_Problem_
The records should be written out in full, with nothing altered.

_Data rows_

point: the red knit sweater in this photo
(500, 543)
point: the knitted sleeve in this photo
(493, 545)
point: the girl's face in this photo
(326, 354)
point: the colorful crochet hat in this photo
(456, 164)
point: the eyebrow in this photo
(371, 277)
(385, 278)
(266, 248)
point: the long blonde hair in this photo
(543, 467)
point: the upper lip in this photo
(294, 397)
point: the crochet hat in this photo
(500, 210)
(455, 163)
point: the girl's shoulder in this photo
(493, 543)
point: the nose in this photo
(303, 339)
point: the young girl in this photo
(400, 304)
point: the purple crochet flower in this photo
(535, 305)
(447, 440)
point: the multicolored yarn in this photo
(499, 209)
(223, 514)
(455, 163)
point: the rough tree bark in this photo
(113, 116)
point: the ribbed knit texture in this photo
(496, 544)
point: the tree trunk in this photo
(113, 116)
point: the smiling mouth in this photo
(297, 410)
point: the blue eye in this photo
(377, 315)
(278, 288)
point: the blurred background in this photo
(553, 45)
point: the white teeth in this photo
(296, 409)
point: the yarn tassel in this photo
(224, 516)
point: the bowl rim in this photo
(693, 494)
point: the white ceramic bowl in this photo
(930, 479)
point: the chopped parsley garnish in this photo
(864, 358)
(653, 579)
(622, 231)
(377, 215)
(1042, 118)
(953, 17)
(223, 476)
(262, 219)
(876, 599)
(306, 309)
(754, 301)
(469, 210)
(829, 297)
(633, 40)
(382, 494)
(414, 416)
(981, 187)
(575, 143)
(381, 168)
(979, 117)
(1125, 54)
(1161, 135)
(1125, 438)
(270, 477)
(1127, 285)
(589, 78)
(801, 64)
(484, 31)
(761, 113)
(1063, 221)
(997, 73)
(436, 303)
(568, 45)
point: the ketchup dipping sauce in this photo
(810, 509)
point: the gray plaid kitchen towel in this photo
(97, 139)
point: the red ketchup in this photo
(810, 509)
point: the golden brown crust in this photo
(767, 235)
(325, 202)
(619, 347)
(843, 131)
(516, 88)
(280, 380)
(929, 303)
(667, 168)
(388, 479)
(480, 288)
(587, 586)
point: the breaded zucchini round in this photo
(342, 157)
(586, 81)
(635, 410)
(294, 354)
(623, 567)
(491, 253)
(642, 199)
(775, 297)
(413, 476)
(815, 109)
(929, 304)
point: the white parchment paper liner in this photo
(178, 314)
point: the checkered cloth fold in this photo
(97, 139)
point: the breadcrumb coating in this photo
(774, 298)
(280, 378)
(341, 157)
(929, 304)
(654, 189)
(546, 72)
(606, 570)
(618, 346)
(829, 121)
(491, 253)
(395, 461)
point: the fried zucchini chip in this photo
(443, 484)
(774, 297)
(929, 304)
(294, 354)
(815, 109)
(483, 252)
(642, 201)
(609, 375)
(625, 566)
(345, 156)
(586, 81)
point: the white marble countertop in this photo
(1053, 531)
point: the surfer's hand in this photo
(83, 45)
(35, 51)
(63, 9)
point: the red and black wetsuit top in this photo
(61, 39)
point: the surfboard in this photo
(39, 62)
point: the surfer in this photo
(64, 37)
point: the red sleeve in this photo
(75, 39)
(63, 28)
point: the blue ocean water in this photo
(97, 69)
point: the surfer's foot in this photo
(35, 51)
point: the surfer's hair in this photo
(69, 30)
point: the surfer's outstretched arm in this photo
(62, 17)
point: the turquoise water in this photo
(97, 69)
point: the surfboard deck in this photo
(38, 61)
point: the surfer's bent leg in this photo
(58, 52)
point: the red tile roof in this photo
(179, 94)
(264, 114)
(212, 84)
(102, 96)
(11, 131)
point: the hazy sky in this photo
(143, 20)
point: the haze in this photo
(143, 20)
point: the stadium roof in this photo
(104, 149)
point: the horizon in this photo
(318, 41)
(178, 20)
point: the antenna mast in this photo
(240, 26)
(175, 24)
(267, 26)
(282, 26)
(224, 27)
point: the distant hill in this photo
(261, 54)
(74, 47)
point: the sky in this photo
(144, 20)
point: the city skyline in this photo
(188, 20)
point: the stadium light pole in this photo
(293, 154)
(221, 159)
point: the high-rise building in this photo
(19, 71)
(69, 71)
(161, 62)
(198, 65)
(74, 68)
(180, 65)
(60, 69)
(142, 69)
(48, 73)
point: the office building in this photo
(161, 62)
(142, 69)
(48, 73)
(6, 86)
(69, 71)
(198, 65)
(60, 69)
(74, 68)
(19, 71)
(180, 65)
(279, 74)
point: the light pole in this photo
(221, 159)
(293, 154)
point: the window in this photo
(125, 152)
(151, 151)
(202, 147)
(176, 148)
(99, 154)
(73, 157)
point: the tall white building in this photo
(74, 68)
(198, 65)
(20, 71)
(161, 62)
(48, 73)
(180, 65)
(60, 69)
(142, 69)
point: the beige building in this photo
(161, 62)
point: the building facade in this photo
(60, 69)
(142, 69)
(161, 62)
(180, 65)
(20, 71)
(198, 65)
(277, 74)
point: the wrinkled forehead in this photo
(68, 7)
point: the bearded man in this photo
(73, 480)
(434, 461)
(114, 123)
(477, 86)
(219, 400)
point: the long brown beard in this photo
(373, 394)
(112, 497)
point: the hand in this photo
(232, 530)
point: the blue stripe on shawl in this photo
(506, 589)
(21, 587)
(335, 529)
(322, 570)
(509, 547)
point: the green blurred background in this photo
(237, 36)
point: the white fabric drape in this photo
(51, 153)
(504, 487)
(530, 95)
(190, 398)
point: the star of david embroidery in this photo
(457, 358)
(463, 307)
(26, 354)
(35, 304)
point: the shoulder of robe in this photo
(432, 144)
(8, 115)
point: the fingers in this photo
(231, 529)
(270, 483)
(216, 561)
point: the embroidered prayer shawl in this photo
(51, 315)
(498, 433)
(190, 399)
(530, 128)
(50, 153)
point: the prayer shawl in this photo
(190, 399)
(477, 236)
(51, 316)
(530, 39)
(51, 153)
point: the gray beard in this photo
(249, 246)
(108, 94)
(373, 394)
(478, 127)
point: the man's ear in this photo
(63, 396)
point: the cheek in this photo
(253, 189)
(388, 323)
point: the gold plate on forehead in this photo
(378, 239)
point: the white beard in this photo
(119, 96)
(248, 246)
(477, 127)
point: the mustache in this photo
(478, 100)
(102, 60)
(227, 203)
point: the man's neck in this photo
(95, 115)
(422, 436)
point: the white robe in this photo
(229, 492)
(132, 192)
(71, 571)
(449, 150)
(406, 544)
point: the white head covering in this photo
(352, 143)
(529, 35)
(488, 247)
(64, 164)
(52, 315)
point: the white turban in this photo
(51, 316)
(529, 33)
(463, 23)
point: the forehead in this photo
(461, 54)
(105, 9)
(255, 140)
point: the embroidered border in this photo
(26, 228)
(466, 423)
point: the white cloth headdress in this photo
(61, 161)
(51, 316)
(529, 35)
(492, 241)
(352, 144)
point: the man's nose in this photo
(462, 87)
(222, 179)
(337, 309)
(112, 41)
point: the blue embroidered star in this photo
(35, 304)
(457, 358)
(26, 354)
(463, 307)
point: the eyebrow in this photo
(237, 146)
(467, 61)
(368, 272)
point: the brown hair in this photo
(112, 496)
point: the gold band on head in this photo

_Response to the task_
point: the red knit sweater in this photo
(500, 543)
point: the knitted sleeve in this photo
(493, 545)
point: the girl's face in this photo
(326, 354)
point: the colorful crochet hat in this photo
(456, 164)
point: the eyebrow in this photo
(371, 277)
(385, 278)
(266, 248)
point: the long blonde hair in this photo
(543, 467)
point: the upper lip in this photo
(294, 397)
point: the crochet hat in this photo
(500, 210)
(455, 163)
point: the girl's shoulder in this photo
(493, 543)
point: the nose in this photo
(303, 339)
point: the young girl in this photo
(400, 304)
point: the purple crochet flower in this photo
(535, 305)
(447, 440)
point: the multicolored yarn in this photo
(499, 209)
(223, 514)
(455, 163)
point: the rough tree bark in this photo
(113, 116)
point: the ribbed knit texture in this photo
(496, 544)
point: the tree trunk in this photo
(113, 116)
point: the smiling mouth in this photo
(297, 410)
point: the blue eye in this photo
(377, 315)
(278, 288)
point: the blurred background in this photo
(553, 45)
point: the white teeth in this photo
(296, 409)
point: the yarn tassel in this photo
(224, 516)
point: the bowl rim in this photo
(693, 494)
point: the white ceramic bowl in this photo
(930, 479)
point: the chopped parsley garnish in this photo
(864, 358)
(653, 579)
(622, 231)
(377, 215)
(1042, 118)
(953, 17)
(223, 476)
(262, 219)
(876, 599)
(306, 309)
(754, 301)
(469, 210)
(829, 297)
(633, 40)
(382, 494)
(414, 416)
(981, 187)
(575, 143)
(381, 168)
(979, 117)
(1125, 54)
(1161, 135)
(1125, 438)
(270, 477)
(1127, 285)
(589, 78)
(801, 64)
(484, 31)
(761, 113)
(1063, 221)
(997, 73)
(436, 303)
(568, 45)
point: the ketchup dipping sauce in this photo
(810, 509)
point: the gray plaid kitchen towel in this photo
(97, 139)
point: the red ketchup in this photo
(810, 509)
point: the golden brown crust in this photo
(767, 235)
(325, 202)
(619, 347)
(843, 131)
(516, 88)
(280, 380)
(929, 303)
(667, 168)
(388, 479)
(480, 288)
(587, 586)
point: the breaded zucchini round in this photo
(342, 157)
(586, 81)
(635, 410)
(294, 354)
(623, 567)
(491, 253)
(642, 199)
(775, 297)
(413, 476)
(815, 109)
(929, 304)
point: the white parchment paper liner in this photo
(178, 314)
point: the checkered cloth fold in this photo
(97, 139)
point: the breadcrumb coating in this photo
(774, 298)
(280, 378)
(341, 157)
(929, 304)
(654, 189)
(546, 72)
(606, 570)
(618, 346)
(829, 121)
(491, 253)
(395, 461)
point: the fried zucchini chip in this photo
(443, 484)
(774, 297)
(929, 304)
(294, 354)
(815, 109)
(483, 252)
(642, 201)
(609, 375)
(625, 566)
(345, 156)
(586, 81)
point: the white marble countertop in this photo
(1053, 531)
point: the surfer's hand in this photo
(83, 45)
(35, 51)
(63, 9)
point: the red and black wetsuit top in this photo
(61, 39)
point: the surfboard in this photo
(39, 62)
point: the surfer in this photo
(64, 37)
point: the red sleeve in this photo
(75, 39)
(63, 28)
point: the blue ocean water in this photo
(97, 69)
point: the surfer's foot in this photo
(35, 51)
point: the surfer's hair in this photo
(69, 30)
point: the surfer's outstretched arm in this photo
(62, 17)
point: the turquoise water in this photo
(97, 69)
point: the surfboard deck in this photo
(38, 61)
point: the surfer's bent leg in this photo
(58, 52)
point: the red tile roof in this photo
(179, 94)
(264, 114)
(212, 84)
(102, 96)
(11, 131)
point: the hazy sky in this photo
(143, 20)
point: the haze in this photo
(143, 20)
point: the stadium roof in this photo
(104, 149)
point: the horizon in this photo
(318, 41)
(178, 20)
point: the antenna mast in this photo
(240, 26)
(175, 24)
(267, 26)
(282, 26)
(224, 27)
point: the distant hill in this photo
(261, 54)
(74, 47)
point: the sky in this photo
(144, 20)
point: the city skyline in this photo
(188, 20)
point: the stadium light pole in this photo
(293, 154)
(221, 159)
point: the high-rise building in this photo
(19, 71)
(69, 71)
(161, 62)
(198, 65)
(74, 68)
(180, 65)
(60, 69)
(142, 69)
(48, 73)
point: the office building in this photo
(161, 62)
(142, 69)
(48, 73)
(6, 86)
(69, 71)
(198, 65)
(60, 69)
(74, 68)
(19, 71)
(180, 65)
(279, 74)
point: the light pole in this photo
(221, 159)
(293, 154)
point: the window in this photo
(125, 152)
(151, 151)
(202, 147)
(176, 148)
(99, 154)
(73, 157)
point: the tall white building in this photo
(74, 68)
(198, 65)
(20, 71)
(161, 62)
(48, 73)
(180, 65)
(60, 69)
(142, 69)
point: the beige building in this photo
(161, 62)
point: the building facade in this photo
(60, 69)
(142, 69)
(161, 62)
(180, 65)
(20, 71)
(198, 65)
(277, 74)
point: the wrinkled forehead in this photo
(68, 7)
point: the bearded man in this photo
(73, 480)
(434, 461)
(114, 123)
(477, 86)
(219, 400)
point: the long brown beard in this photo
(373, 394)
(112, 497)
point: the hand in this photo
(232, 530)
point: the blue stripe on shawl in this photo
(506, 589)
(21, 587)
(335, 529)
(322, 570)
(509, 547)
point: the green blurred background in this photo
(237, 36)
point: the white fabric drape in this photo
(51, 153)
(504, 487)
(530, 95)
(190, 398)
point: the star of david embroidery in this photo
(457, 358)
(463, 307)
(26, 354)
(35, 304)
point: the shoulder of robe in this photo
(432, 144)
(8, 115)
point: the fingers in this photo
(231, 529)
(270, 483)
(216, 561)
point: the embroidered prayer shawl in this photo
(51, 315)
(498, 433)
(190, 399)
(530, 128)
(50, 153)
point: the prayer shawl in this photo
(190, 399)
(477, 236)
(51, 316)
(530, 39)
(51, 153)
point: the gray beard in this photo
(249, 246)
(108, 94)
(373, 394)
(478, 127)
point: the man's ear in this photo
(63, 396)
point: the cheek in this photo
(253, 189)
(388, 323)
point: the gold plate on forehead in this photo
(378, 239)
point: the white beard in this photo
(119, 96)
(248, 246)
(477, 127)
point: the mustache in this photo
(478, 100)
(102, 60)
(227, 203)
point: the man's neck in this photo
(95, 115)
(422, 436)
point: the white robe in this photo
(229, 492)
(132, 192)
(71, 571)
(449, 150)
(406, 544)
point: the white head covering in this photo
(352, 143)
(529, 35)
(488, 247)
(64, 164)
(52, 315)
point: the white turban in this photo
(51, 316)
(529, 33)
(463, 23)
point: the forehead in this photo
(461, 54)
(105, 9)
(255, 140)
point: the embroidered border in this photo
(26, 228)
(466, 423)
point: the white cloth headdress in this photo
(61, 161)
(51, 316)
(529, 35)
(492, 241)
(352, 144)
point: the man's nose in this photo
(462, 87)
(222, 179)
(337, 309)
(112, 41)
point: the blue embroidered star in this photo
(35, 304)
(457, 358)
(26, 354)
(463, 307)
point: the eyebrow in this photo
(237, 146)
(467, 61)
(368, 272)
point: the brown hair in this photo
(112, 496)
point: the gold band on head in this photo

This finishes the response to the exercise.